La tercera cuestión a tener en cuenta es el deterioro funcional asociado al periodo de confinamiento, favoreciendo una menor actividad física de moderada-alta intensidad, así como un menor tiempo de caminar8, pudiendo acelerar la aparición de sarcopenia, aumentar la grasa corporal y, consecuentemente, empeorar la función. Tanto es así, que se calcula que durante la pandemia hasta el 10% de la población mayor podría haber desarrollado pérdida de función muscular, acelerando el riesgo de fragilidad y sarcopenia7.
Una penúltima reflexión. Una vez que todo indica que los aspectos más agudos de la pandemia han quedado atrás, al menos de momento, ha tomado relevancia lo que se ha venido en denominar «COVID a largo plazo». Resulta chocante que, habiendo sido las personas mayores el grupo más afectado cuantitativa y cualitativamente por la pandemia, una vez más hayan sido ignoradas en los estudios que han intentado fijar unos criterios para definir el síndrome, sea este lo que finalmente sea. Como consecuencia de este «olvido», entre los criterios no figura el deterioro funcional como tal, aunque sí otros, como la fatiga o la dificultad para respirar14, a pesar de que el deterioro funcional se observa hasta en la mitad de los sujetos mayores que han padecido COVID-19 tras hospitalización.
Finalmente, este editorial no puede terminar sin hacer mención al auténtico drama humano que se ha vivido en las residencias y que, en lugar de servir para aprender de lo ocurrido, sacar conclusiones y mejorar algo de lo mucho a mejorar en este nivel asistencial, se utiliza mezquinamente para otros fines por diferentes grupos de interés que, mientras los geriatras intentábamos poner orden en medio del caos utilizando criterios estrictamente técnicos y nunca políticos, se mantenían al margen o simplemente se ponían de perfil.
En conclusión, COVID-19 ha tenido gravísimas consecuencias en la población anciana, en términos de una elevada mortalidad y un marcado deterioro funcional. Una vez más, esta población no ha recibido la atención adecuada a sus necesidades, ni durante la fase aguda ni en los momentos posteriores a la misma, habiendo sufrido nuevamente las consecuencias de un edadismo que sigue anclado en nuestras autoridades sanitarias y en el propio Sistema Sanitario. Ni siquiera el muy publicitado informe del Comité de Expertos de Lancet, a pesar de reconocer que la mortalidad entre la población anciana fue 10 veces superior a la de la población general, no menciona una sola medida específica para esta población, a la que solo se refiere de manera marginal en alguno de sus muchos apartados15. Desde nuestra responsabilidad como profesionales que trabajan por el mayor bienestar de las personas mayores, tenemos un enorme reto que enfrentar, detectando el deterioro funcional residual presente en muchos ancianos para, tras la adecuada valoración, adoptar las actitudes indicadas en cada caso; promoviendo y mostrando ante las autoridades sanitarias las enseñanzas que la pandemia ha dejado claras, con un énfasis especial en los pacientes con deterioro funcional, representados en su máxima expresión por aquellos que viven en residencias, una vez más ignorados pero que siguen ahí, tras el fin de la pandemia y su desaparición de las primeras páginas, con todos sus problemas sin resolver ante la indiferencia de unos y los intentos de manipulación de otros. Y promoviendo la vacunación en aquellos en los que esté indicada. Este es nuestro papel en esta etapa de la pandemia. Como siempre, un papel poco llamativo pero útil para la población a la que nos debemos, las personas mayores.

DATOS PARA REVISAR >>

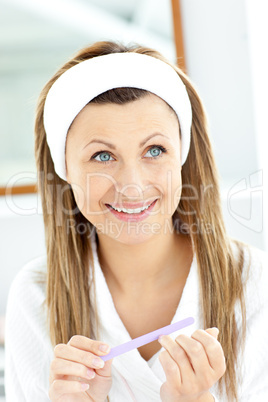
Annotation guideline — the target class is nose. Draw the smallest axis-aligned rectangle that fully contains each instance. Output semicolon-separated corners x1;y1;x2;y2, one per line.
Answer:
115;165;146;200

==

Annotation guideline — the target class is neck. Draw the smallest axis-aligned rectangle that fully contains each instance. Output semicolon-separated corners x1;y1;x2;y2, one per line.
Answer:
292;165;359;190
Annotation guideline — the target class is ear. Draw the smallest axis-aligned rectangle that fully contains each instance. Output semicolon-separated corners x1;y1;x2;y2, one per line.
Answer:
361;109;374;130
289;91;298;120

* * *

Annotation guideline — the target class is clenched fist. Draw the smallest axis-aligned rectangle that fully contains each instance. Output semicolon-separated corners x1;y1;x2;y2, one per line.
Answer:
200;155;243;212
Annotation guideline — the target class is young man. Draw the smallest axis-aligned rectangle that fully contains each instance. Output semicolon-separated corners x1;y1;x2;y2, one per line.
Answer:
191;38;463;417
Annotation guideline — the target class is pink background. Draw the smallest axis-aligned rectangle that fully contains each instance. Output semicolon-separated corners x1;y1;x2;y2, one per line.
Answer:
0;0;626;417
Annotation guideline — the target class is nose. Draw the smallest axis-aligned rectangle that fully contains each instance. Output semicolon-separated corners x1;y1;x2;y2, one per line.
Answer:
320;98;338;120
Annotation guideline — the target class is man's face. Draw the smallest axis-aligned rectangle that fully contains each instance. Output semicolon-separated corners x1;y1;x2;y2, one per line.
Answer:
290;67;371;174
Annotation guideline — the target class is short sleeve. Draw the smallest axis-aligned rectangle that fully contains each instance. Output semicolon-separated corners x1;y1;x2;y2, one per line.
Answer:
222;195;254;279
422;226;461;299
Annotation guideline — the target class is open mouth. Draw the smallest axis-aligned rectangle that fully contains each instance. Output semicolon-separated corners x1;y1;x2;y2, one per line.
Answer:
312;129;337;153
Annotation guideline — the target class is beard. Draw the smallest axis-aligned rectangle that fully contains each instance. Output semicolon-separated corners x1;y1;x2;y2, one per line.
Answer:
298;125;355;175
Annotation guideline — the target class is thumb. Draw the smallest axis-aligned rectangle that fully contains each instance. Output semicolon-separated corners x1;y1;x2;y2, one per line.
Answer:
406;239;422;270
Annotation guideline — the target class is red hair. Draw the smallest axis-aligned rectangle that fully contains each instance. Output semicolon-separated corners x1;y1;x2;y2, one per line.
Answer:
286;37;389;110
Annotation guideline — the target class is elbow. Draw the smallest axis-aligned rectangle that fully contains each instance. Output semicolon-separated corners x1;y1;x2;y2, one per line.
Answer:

PRUÉBELO >>
Reproduzca textualmente el fragmento del editorial sobre la COVID-19 en las personas mayores que va desde "Finalmente, este editorial" hasta "ponían de perfil.".

CUADRO DE RESPUESTA >>
Finalmente, este editorial no puede terminar sin hacer mención al auténtico drama humano que se ha vivido en las residencias y que, en lugar de servir para aprender de lo ocurrido, sacar conclusiones y mejorar algo de lo mucho a mejorar en este nivel asistencial, se utiliza mezquinamente para otros fines por diferentes grupos de interés que, mientras los geriatras intentábamos poner orden en medio del caos utilizando criterios estrictamente técnicos y nunca políticos, se mantenían al margen o simplemente se ponían de perfil.